WORK INSTRUCTIONS >>
1. Answer these questions using the forum thread on taxing the ultra-wealthy.
(a) Above what net worth does the tax that Sanders suggests begin?
(b) Who has taken over the lead in the Iowa caucuses?
(c) Which central bank measures does the final post say produced the most recent advantage for the ultra-wealthy?
2. Render the following sentence from the forum thread on taxing the ultra-wealthy into French: "Every system in history has fallen into decline and been replaced."
3. Duplicate, character for character, the passage of the forum thread on taxing the ultra-wealthy starting with "Sanders is clearly" and going on through "above $1 billion.".

And these are the people who sags idolizes and want in charge.

He also supports Trudeau.


----------



## james4beach (Nov 15, 2012)

Sanders is clearly not a communist. As you point out, he's quite wealthy. The tax on the ultra-wealthy he suggests only begins with net worth over $32 million and even then it's a tiny % of NW. It only becomes significant above $1 billion.

I think it's a good plan to raise significant tax revenue from the ultra wealthy, while it has no impact on most wealthy people. The only problem I see with it is enforcement. There's lots of public support for this kind of measure, and even some billionaires are stepping forward to endorse extra taxation.

Interestingly, I think it's coming to the US before Canada. In coming years, I think there will also be a push to increase capital gains taxes, which has been way too lenient on asset hoarders and high net worth families.


----------



## sags (May 15, 2010)

It is pretty clear the status quo is no longer acceptable to most people. The system is failing and needs to be replaced.

Elizabeth Warren has taken over the lead in the Iowa caucuses. People like that she has well thought out plans to change the system.

At this point I think she will likely be the Democratic nominee and will beat Trump easily, but we shall see.

Every system in history has fallen into decline and been replaced. The current system will be no different.


----------



## james4beach (Nov 15, 2012)

The irony here is that if there had been more equality along the way, these societal pressures would not have built up to this point. The situation we find ourselves in today is the result of extreme advantages for the ultra-wealthy, such as low corporate tax rates. The most recent of these advantages was due to QE and stimulus programs by central banks, which have benefitted asset owners (like equity investors) tremendously, while not benefitting workers or average citizens at all.

US Republicans, and Conservatives in Canada to a lesser extent, will continue to leverage hot button issues to manipulate the population into voting them in. I believe that the core issues for Republicans and Conservatives is maintaining the advantages of corporations and the ultra wealthy. It's all about money and keeping the wealthy satisfied.

INFORMATION SHOWN >>
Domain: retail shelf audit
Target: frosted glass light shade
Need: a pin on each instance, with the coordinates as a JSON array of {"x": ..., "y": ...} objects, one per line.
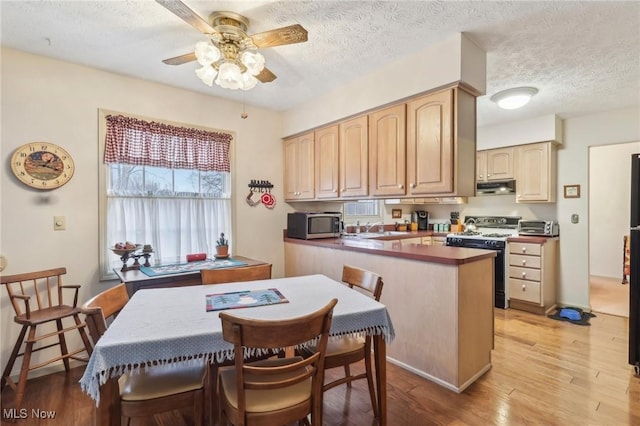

ANSWERS GIVEN >>
1.
(a) $32 million
(b) Elizabeth Warren
(c) QE and stimulus programs

2. Chaque système de l'histoire est entré en déclin et a été remplacé.

3.
Sanders is clearly not a communist. As you point out, he's quite wealthy. The tax on the ultra-wealthy he suggests only begins with net worth over $32 million and even then it's a tiny % of NW. It only becomes significant above $1 billion.